PROBLEM SET
1. In the excerpt about "Which Side Are You On?", what did Florence Reece write the song's words on?
2. Using the excerpt about "Which Side Are You On?", explain why many different versions of the song have circulated.
3. Name every person mentioned by name in the first three paragraphs of the excerpt about "Which Side Are You On?", which end with the words "many different versions have circulated."

PAGE EXCERPT
It was this kind of class war – the mine owners and their hired deputies on one side, and the independent, free-wheeling Kentucky coal-miners on the other – that provided the climate for Florence Reece’s “Which Side Are You On?” In it she captured the spirit of her times with blunt eloquence.
Mrs. Reece wrote from personal experience. Her husband, Sam, was one of the union leaders, and Sheriff J. H. Blair and his men came to her house in search of him when she was alone with her seven children. They ransacked the whole house and then kept watch outside, ready to shoot Sam down if he returned.
One day during this tense period Mrs. Reece tore a sheet from a wall calendar and wrote the words to “Which Side Are You On?” The simple form of the song made it easy to adapt for use in other strikes, and many different versions have circulated.
Edith Fowke and Joe Glazer, Songs of Work and Protest, New York, NY, 1973, p. 55.
Lyrics as reprinted (with minor corrections by Manfred Helfert) in Ronald D. Cohen & Dave Samuelson, liner notes for “Songs for Political Action,” Bear Family Records BCD 15720 JL, 1996, p. 85.
ORIGINAL ISSUE: “TALKING UNION” Keynote K 302 A (Keynote album 106), July 1941
[PETE SEEGER, lead vocal]
Come all you good workers,
Good news to you I’ll tell
Of how the good old union
Has come in here to dwell.
CHORUS:
Which side are you on?
Which side are you on?
Which side are you on?
Which side are you on?
My dady was a miner,
And I’m a miner’s son,
And I’ll stick with the union
'Til every battle’s won.
They say in Harlan County
There are no neutrals there.
You’ll either be a union man
Or a thug for J. H. Blair.
Oh workers can you stand it?
Oh tell me how you can?
Will you be a lousy scab
Or will you be a man?
Don’t scab for the bosses,
Don’t listen to their lies.
Us poor folks haven’t got a chance
Unless we organize."
Another one that was big during that strike was Tom Petty’s “Won’t Back Down”.
It was a scary time during that strike, particularly since I had to deliver the coal company’s mail, sometimes driving through several hundred strikers. I’d tie a camoflage strip of material to my radio antenna and that told the folks on the picket line that I was “one of them”, and that my husband was on the line WITH them. That strip of material saved me more than a few busted tires, although not all. I averaged a flat a week from running over stray “jack rocks” (two large nails welded together like jackrocks and tossed in front of coal trucks as they went by).

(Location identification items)
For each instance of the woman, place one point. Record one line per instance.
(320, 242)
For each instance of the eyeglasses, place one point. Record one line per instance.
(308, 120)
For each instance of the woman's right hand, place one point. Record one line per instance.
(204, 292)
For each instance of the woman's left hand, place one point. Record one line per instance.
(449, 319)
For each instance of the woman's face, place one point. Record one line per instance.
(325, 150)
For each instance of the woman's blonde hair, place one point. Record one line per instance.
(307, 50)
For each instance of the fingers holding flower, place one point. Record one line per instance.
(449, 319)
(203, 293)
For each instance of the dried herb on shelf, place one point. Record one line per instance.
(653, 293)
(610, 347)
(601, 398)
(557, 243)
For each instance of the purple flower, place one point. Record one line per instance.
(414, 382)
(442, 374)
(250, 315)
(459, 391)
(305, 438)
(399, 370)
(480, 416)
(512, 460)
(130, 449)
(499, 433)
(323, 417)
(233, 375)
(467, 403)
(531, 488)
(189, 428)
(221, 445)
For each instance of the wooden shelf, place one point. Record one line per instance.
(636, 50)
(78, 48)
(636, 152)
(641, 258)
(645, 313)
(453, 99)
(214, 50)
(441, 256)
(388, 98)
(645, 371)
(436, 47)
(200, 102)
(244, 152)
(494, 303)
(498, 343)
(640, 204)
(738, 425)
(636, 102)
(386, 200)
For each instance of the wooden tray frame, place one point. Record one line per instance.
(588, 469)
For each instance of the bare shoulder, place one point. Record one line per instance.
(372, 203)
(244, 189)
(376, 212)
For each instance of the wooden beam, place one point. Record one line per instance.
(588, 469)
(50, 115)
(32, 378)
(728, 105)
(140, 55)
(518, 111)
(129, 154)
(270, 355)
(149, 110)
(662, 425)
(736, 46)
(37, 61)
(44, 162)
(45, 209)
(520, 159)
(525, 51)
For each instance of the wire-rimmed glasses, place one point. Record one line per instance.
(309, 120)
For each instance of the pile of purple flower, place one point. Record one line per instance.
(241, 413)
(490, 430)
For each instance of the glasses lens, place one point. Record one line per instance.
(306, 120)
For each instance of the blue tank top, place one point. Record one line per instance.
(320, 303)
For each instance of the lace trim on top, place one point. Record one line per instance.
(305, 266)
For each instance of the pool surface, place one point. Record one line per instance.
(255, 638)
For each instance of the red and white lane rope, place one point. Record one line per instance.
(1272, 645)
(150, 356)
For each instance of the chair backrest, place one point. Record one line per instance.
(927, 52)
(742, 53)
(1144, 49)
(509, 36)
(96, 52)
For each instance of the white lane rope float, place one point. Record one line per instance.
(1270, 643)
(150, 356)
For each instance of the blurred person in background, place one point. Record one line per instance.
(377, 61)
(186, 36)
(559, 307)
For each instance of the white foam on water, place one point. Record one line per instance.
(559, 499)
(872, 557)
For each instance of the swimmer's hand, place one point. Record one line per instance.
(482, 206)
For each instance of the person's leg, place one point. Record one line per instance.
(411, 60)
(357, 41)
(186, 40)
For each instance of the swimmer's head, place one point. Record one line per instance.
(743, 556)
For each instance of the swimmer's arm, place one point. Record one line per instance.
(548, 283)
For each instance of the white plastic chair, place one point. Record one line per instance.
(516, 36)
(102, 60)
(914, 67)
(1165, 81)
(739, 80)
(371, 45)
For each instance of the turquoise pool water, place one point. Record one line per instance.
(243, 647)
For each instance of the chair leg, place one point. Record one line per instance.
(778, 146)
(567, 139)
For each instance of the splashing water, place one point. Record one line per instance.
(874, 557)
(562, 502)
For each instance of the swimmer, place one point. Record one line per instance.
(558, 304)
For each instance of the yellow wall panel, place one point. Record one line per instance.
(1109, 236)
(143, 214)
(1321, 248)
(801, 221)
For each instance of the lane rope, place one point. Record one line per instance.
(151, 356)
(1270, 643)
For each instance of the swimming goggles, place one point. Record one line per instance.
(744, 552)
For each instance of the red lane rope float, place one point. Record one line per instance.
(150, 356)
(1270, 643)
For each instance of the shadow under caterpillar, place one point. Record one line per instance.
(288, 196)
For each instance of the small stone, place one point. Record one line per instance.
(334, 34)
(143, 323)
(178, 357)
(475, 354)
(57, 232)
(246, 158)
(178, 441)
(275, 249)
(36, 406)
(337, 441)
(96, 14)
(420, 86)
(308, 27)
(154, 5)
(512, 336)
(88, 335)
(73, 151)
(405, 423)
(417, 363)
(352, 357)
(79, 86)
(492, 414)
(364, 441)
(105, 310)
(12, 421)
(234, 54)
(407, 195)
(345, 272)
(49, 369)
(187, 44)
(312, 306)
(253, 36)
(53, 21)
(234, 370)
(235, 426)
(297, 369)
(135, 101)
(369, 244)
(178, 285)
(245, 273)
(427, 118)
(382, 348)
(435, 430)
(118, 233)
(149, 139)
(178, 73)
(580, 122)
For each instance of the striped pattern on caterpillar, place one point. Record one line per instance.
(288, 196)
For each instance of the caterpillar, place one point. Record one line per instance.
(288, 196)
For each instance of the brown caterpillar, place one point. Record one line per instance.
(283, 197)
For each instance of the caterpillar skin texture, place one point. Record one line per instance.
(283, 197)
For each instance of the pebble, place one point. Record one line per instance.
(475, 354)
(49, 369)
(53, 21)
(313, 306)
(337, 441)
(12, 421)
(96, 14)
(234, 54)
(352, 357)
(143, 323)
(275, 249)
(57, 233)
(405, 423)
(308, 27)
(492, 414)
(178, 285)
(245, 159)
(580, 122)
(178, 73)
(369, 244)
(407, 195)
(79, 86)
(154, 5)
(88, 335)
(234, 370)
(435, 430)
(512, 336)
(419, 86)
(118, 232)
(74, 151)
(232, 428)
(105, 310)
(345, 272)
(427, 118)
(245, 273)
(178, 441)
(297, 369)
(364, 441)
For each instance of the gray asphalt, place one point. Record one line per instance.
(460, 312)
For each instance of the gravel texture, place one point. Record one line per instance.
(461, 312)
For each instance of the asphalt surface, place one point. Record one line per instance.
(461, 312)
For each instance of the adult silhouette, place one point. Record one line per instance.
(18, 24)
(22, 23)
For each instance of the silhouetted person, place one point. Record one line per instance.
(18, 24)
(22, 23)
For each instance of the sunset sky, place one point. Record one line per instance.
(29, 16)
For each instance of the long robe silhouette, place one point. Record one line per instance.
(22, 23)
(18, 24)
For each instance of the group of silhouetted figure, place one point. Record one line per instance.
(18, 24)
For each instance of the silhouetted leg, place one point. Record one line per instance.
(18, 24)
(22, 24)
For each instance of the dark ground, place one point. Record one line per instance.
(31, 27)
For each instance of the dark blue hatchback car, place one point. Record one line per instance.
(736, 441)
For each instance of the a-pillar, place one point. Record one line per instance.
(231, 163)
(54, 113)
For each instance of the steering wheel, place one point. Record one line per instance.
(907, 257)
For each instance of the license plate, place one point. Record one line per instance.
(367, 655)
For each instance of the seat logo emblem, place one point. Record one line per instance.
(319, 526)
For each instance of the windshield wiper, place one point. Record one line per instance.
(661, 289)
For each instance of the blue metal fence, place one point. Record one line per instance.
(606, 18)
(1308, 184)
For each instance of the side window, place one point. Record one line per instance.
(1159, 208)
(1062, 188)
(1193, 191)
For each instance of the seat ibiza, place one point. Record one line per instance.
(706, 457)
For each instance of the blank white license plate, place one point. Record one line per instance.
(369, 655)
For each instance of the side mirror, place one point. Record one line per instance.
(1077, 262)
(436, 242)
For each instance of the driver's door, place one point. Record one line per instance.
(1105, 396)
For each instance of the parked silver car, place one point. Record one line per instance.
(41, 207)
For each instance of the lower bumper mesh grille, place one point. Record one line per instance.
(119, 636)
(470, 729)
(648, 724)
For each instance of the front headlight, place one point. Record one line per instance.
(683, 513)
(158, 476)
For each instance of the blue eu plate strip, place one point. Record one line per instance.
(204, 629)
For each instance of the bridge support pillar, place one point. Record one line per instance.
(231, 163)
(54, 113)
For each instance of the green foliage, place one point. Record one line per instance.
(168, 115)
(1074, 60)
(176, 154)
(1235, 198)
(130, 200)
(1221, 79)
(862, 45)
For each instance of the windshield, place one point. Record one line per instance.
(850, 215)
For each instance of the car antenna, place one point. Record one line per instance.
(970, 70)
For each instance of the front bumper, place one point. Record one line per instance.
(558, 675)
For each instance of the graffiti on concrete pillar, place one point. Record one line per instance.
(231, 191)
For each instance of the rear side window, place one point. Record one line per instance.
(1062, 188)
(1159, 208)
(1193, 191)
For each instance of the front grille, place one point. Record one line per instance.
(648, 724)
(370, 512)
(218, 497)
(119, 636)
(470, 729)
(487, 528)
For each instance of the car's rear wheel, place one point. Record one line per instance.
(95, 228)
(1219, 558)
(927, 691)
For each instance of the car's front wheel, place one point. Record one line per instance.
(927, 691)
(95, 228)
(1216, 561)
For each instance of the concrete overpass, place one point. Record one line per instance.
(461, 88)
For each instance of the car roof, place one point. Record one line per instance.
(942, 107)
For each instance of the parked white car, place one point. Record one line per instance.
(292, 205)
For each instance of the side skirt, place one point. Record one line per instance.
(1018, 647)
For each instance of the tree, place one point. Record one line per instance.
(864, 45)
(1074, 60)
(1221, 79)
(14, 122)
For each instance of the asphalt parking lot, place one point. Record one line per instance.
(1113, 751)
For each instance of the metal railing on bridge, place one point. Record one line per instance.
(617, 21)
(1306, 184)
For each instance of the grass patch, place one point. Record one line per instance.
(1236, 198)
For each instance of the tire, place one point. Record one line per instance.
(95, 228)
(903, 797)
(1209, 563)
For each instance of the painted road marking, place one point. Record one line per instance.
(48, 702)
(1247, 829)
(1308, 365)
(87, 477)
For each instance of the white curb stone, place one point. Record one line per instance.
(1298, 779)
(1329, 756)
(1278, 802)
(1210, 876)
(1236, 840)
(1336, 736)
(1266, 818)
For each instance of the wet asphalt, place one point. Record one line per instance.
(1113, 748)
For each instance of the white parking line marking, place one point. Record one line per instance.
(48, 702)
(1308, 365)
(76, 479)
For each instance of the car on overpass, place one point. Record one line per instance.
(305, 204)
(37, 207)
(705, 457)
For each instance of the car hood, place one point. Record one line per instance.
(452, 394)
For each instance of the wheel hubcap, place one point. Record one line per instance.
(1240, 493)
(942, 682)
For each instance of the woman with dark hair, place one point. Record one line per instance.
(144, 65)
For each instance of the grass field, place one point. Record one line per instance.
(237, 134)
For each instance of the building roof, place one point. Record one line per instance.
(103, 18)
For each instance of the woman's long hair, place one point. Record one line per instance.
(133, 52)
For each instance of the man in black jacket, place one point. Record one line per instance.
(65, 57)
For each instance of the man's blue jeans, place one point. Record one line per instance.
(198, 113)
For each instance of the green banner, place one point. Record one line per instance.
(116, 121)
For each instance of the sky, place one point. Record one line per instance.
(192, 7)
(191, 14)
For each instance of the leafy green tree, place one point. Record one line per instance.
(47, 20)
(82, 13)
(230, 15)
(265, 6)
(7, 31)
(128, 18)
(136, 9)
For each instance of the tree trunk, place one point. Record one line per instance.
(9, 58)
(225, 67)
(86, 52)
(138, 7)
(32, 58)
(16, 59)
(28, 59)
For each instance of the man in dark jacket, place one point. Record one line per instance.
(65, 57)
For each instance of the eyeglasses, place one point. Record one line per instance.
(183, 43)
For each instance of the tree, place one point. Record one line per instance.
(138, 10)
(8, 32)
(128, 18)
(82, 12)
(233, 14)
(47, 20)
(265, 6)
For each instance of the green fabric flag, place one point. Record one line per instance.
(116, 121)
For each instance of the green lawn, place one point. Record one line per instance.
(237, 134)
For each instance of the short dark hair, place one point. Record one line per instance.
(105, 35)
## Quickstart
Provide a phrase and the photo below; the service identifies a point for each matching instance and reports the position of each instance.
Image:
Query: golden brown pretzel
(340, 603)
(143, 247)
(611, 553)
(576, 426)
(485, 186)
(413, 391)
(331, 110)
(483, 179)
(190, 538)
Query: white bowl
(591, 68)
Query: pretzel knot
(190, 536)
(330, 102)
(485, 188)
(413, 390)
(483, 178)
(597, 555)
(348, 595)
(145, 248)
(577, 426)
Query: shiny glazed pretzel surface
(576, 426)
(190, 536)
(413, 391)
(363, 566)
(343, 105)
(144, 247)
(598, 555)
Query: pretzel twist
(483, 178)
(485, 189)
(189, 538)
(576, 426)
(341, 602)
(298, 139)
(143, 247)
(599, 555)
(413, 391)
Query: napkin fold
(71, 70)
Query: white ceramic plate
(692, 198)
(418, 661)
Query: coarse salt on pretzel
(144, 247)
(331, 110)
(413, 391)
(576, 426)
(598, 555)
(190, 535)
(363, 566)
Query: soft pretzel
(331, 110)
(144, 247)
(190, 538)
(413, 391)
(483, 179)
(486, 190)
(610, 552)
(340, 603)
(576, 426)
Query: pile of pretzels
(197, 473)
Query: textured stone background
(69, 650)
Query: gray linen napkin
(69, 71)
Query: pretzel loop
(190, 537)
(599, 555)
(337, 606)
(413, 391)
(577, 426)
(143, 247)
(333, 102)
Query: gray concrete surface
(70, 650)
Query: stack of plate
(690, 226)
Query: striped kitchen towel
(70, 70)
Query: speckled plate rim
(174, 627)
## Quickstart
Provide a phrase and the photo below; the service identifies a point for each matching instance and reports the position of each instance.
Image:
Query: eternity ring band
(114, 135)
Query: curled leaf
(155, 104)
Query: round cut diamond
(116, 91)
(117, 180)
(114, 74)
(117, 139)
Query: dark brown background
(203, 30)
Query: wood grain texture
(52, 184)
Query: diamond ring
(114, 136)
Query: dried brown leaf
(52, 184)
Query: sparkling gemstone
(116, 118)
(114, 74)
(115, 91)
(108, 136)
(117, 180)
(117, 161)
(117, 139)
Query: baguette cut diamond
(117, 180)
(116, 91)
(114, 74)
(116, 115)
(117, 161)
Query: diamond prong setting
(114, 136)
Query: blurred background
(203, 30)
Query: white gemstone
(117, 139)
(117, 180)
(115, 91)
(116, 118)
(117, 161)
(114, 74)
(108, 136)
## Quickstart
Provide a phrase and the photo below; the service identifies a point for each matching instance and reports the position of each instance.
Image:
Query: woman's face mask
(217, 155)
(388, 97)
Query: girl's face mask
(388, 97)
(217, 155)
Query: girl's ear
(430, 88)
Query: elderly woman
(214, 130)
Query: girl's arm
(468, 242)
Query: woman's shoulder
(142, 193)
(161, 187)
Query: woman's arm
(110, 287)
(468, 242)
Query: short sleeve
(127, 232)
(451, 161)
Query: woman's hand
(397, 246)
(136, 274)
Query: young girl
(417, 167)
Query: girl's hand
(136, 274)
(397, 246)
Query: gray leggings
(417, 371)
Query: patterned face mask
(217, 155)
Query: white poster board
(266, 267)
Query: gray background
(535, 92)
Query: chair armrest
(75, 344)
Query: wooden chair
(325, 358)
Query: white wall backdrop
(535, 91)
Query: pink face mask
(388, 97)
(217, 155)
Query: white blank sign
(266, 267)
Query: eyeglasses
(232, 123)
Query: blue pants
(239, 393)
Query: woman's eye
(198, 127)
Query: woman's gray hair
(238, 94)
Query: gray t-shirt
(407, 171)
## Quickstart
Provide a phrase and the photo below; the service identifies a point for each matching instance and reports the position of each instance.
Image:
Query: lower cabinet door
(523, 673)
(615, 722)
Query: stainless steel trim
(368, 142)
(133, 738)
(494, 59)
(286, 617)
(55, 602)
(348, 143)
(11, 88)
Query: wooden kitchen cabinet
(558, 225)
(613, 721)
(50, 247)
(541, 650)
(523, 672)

COMPLETED EXERCISE
1. A sheet torn from a wall calendar.

2. The song's simple form made it easy to adapt for use in other strikes. As a result, many versions have circulated.

3.
- Florence Reece
- Sam (her husband)
- Sheriff J. H. Blair